According to the news text about the DHS staff audit, why did the audit evaluate what staff feel like working at the agency? Answer in one to three sentences.

Text segment
++++++++++++++++++++

Saiki was sued earlier this year. The agency failed all 14 of the national standards for child safety and agency accountability. Most recently his employees were caught housing foster kids in state offices or hotels, because they claimed there was nowhere else for them to go.

"I have to be careful in talking about that issue, because we do have litigation involving that," said Saiki. "It is difficult, it's one of our top priorities. We're looking for solutions and we talk about it on a daily basis on the list of what we deal with every day."

Now, that list, includes a state audit which found DHS employees feel overworked, stressed and underpaid.

"It was actually our retiring auditor's decision who felt the most useful tool we could provide a new director at DHS is an evaluation about what staff feels like working in the agency," said Secretary of State Jeanne Atkins.

Using a work environment survey of all DHS employees, the state audit team conducted a 51 question survey back in April 2016, the results were released in October.

More than 4,500 employees responded, that's a 62 percent response rate. Those employees also submitted more than 1,800 written comments to help illustrate their concerns, according to the state.

"The auditors felt the response rate was consistent with the fact that there was honesty about the survey," said Atkins.

While that audit found employees are largely proud of the work the agency does, a significant number of workers reported feeling overworked, stressed, underpaid and under supported.  In all, state auditors found seven areas that need improvement.

"To have almost half say we don't have the resources to do the job we're being asked to do and to have a high level of concern about communication, this agency serves more than 1 million Oregonians every year, there's almost 8,000 employees in DHS, communication from leadership down to field workers, is really important," said Atkins.

When Saiki was handed that audit, he said it only validated things he's suspected. He believes a lot of what employees are feeling, hinges on the agency's diminishing budget.

++++++++++++++++++++

Dataset extract
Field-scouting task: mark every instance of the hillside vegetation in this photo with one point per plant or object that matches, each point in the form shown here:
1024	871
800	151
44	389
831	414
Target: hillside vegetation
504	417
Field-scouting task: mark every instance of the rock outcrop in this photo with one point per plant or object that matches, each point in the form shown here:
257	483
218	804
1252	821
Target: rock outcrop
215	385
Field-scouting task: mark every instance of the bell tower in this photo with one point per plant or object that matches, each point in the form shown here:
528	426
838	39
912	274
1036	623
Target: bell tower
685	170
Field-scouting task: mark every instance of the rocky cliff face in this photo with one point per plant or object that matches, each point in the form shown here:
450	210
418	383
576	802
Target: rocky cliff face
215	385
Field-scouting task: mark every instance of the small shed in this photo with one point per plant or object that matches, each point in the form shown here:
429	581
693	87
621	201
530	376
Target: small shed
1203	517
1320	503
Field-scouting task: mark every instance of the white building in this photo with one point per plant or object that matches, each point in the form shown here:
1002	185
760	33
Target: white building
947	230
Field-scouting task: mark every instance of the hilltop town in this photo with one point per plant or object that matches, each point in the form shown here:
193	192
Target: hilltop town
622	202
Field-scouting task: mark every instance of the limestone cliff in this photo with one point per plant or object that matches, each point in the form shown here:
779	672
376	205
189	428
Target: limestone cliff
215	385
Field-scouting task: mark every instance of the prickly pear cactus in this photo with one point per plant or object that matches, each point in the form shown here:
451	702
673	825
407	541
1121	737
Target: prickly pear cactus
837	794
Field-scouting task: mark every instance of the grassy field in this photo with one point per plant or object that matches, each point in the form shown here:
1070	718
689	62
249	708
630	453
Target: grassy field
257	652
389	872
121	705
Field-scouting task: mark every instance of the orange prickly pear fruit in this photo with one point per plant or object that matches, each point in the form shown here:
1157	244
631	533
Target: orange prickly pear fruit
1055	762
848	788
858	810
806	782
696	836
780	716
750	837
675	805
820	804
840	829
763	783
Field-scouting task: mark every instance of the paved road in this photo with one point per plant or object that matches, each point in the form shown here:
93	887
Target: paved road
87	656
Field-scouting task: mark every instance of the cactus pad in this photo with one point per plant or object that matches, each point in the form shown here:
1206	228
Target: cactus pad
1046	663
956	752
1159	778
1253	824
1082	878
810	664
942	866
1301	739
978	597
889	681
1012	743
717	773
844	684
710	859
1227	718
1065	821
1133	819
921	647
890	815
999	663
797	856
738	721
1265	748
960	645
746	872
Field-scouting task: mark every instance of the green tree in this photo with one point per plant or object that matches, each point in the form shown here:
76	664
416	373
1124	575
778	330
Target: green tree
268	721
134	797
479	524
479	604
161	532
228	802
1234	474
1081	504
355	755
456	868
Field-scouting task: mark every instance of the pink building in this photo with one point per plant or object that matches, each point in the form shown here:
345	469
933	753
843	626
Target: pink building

++++++++++++++++++++

Exercise response
That focus was the retiring auditor's decision. The auditor felt the most useful tool they could provide a new director at DHS was an evaluation of what staff feel like working in the agency.